◆ **Problem statement**
After locating the line that holds "Drop a marker on every instance of the coat", output it and all following lines word for word, stopping only at the end of the data.

◆ **Photo-based referring expression data**
* * *

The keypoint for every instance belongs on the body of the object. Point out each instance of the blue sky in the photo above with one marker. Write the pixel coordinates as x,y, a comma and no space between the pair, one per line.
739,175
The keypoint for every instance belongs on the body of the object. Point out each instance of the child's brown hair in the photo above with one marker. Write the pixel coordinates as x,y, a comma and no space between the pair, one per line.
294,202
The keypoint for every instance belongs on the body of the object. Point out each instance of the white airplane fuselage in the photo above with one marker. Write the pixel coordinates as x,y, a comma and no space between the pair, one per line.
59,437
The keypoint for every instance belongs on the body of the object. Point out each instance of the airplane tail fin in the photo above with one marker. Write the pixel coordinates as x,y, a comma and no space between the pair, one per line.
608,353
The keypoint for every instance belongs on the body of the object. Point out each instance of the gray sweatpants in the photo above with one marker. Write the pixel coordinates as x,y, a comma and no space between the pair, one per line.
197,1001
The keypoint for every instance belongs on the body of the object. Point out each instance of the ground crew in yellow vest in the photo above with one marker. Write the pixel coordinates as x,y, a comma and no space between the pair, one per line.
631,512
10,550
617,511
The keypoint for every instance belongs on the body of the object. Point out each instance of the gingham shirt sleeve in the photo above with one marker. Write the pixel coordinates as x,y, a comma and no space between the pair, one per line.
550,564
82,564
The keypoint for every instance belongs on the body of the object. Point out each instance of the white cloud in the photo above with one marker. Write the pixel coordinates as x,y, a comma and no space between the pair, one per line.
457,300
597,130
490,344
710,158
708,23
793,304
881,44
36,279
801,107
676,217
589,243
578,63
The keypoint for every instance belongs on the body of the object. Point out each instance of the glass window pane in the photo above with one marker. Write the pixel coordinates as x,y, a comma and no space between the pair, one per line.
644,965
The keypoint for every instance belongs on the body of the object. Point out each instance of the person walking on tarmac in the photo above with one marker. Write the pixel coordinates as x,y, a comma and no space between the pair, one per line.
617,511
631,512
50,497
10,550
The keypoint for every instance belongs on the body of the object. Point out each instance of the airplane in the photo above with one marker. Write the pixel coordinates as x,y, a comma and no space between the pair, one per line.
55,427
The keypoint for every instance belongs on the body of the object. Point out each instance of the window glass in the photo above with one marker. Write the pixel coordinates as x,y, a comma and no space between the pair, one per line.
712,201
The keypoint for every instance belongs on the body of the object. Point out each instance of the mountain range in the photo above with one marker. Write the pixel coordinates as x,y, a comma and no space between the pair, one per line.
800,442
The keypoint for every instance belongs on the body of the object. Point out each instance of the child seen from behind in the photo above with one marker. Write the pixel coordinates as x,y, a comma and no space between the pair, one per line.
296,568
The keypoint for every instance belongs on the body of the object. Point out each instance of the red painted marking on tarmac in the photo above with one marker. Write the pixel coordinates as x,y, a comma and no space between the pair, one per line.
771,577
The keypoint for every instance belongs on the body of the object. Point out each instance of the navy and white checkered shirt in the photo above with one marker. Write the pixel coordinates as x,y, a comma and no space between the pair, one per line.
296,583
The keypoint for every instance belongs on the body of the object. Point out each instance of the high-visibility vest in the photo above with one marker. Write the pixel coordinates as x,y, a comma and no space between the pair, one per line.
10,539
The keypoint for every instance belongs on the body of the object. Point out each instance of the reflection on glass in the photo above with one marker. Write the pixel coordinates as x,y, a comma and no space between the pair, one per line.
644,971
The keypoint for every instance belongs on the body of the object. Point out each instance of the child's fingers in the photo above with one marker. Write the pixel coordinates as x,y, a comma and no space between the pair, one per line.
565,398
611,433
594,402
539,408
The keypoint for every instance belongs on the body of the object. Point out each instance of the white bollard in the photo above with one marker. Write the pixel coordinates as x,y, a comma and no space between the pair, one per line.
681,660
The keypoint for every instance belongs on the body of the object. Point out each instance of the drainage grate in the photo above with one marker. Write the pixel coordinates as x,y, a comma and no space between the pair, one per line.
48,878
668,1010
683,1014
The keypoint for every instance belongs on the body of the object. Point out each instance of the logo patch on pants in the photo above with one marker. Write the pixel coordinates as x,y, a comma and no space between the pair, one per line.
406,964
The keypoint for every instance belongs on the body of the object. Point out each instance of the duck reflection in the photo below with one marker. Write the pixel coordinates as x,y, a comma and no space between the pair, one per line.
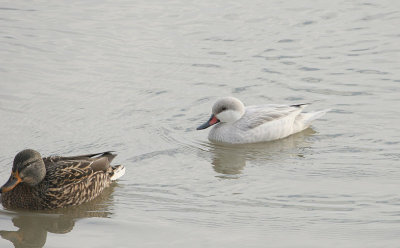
230,160
34,226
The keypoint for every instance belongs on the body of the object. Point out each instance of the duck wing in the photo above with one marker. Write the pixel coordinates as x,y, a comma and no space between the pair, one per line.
258,115
77,168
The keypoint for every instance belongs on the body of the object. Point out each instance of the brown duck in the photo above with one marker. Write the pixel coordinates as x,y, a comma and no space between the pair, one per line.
54,182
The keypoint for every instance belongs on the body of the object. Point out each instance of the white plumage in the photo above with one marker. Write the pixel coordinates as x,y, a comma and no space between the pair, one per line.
237,124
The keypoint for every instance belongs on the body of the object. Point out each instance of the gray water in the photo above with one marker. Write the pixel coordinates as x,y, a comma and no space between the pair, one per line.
138,77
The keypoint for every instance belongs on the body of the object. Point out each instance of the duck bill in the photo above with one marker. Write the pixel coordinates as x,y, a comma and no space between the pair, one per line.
13,181
213,120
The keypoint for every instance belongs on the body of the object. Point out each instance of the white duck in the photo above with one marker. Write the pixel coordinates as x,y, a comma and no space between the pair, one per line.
237,124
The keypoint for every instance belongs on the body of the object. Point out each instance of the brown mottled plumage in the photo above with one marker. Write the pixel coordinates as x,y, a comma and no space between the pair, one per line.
65,181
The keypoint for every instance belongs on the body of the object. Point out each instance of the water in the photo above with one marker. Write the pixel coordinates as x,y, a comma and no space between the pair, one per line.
138,77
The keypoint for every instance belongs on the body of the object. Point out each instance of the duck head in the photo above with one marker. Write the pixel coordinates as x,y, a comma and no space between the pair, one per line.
225,110
28,167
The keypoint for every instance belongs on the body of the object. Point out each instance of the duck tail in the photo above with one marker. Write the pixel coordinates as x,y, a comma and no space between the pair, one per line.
117,172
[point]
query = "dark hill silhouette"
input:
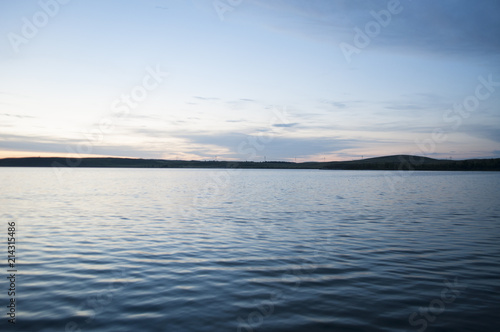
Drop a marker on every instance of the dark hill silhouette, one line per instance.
(397, 162)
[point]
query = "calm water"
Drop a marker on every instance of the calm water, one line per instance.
(252, 250)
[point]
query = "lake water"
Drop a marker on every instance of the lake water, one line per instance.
(252, 250)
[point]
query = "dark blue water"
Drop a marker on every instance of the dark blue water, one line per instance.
(252, 250)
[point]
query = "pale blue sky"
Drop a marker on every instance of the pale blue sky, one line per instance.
(271, 79)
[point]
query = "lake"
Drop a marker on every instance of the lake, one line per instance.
(251, 250)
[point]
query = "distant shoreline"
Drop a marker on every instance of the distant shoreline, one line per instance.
(397, 162)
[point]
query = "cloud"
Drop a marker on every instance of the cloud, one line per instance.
(253, 147)
(65, 146)
(16, 116)
(205, 98)
(285, 125)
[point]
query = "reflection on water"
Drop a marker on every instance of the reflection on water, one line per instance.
(253, 250)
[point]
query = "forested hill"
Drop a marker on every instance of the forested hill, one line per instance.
(398, 162)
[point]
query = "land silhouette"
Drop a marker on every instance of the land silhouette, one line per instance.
(396, 162)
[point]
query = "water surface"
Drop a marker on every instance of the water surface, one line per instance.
(253, 250)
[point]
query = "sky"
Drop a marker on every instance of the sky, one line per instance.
(287, 80)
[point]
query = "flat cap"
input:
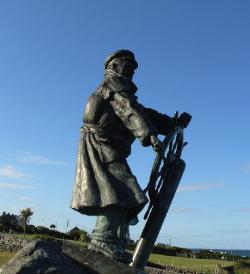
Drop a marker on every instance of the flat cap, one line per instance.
(122, 53)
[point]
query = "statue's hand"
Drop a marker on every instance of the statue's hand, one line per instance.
(184, 119)
(157, 145)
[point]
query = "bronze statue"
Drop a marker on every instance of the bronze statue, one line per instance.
(104, 185)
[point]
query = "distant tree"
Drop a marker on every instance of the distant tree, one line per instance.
(52, 226)
(25, 216)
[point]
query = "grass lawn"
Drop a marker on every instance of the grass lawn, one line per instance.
(188, 263)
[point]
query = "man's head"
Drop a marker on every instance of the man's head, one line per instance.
(122, 62)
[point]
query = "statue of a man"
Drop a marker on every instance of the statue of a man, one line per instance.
(105, 186)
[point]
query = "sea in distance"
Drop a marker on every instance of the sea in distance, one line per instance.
(234, 252)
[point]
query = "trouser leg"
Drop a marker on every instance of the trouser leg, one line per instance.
(109, 234)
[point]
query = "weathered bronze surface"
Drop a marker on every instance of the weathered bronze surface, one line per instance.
(105, 185)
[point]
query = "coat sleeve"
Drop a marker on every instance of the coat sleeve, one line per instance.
(162, 122)
(131, 113)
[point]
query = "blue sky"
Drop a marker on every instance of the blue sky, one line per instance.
(193, 56)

* * *

◆ **Answer section**
Drop a marker on every instance of the coat sleeve, one line per instance.
(162, 122)
(131, 113)
[point]
query = "blue sky"
Drop a marker on every instance of the blue sky, one line per instance.
(193, 56)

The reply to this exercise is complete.